Excerpt to read.
The findings presented here may add light to the association between vascular risk factors to AD, CBH, energy supply to brain, mTOR signaling cascade, p-Tau NFTs formation, axonal transport of membrane bound organelles, and mitochondrial dysfunction in aging; a biomolecular cascade contributing to AD onset and a flashpoint to significantly reduce new cases of this dementia.

From all that has been written, here and elsewhere, it is improbable, in our view, that sporadic AD can develop within a human lifetime where CBF remains unchanged from age 20 to senectitude in an otherwise healthy individual (Fig. 1, Step 9). The fact that CBF declines at a steady and predictable pace from early youth, as confirmed in dozens of clinical studies, is compelling evidence that progressive brain hypoperfusion is likely a predominant initiator of cognitive decline during aging.

Given enough time, the wear and tear on blood vessels supplying the brain become ineffectual to carry the volume of CBF needed to satisfy the incessant demand for energy substrates that keep the mind, the brain, and the brain cells normally functioning.

How then, does a nonagenarian individual run the gauntlet of environmental health challenges for 90 + years, including age-dependent CBF decline and resist developing significant neurodegenerative and cognitive disintegration? The answer remains an unsettled conundrum.

Our concept to partly explain this conundrum points to the appearance of vascular risk factors to AD that critically enhance age-dependent cerebral blood flow decline to a level where energy supply no longer matches neuronal demand. This outcome dooms specific neurons to slowly perish as a consequence. Intuitively, hardy resistance to these ubiquitous clinical insults may be consistent with the ability to avoid or combat conditions that significantly diminish brain blood flow in some aged individuals.

We showed this to be the case in previous CBH animal studies, when young and old rats were subjected to CBH for 9 months and only the old rats progressively worsened from the reduced CBF to usher in ATP deficiency, memory impairment, astrocytosis, microtubule associated protein loss, and entorhinal cortical atrophy, characteristics of AD [146, 147].

Your objective. In the excerpt on brain blood flow and Alzheimer's disease, how long were the young and old rats subjected to CBH?

Stored items
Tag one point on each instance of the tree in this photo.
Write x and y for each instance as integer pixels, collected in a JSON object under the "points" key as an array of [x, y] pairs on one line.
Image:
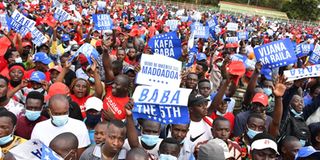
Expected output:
{"points": [[302, 9]]}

Result below. 9 months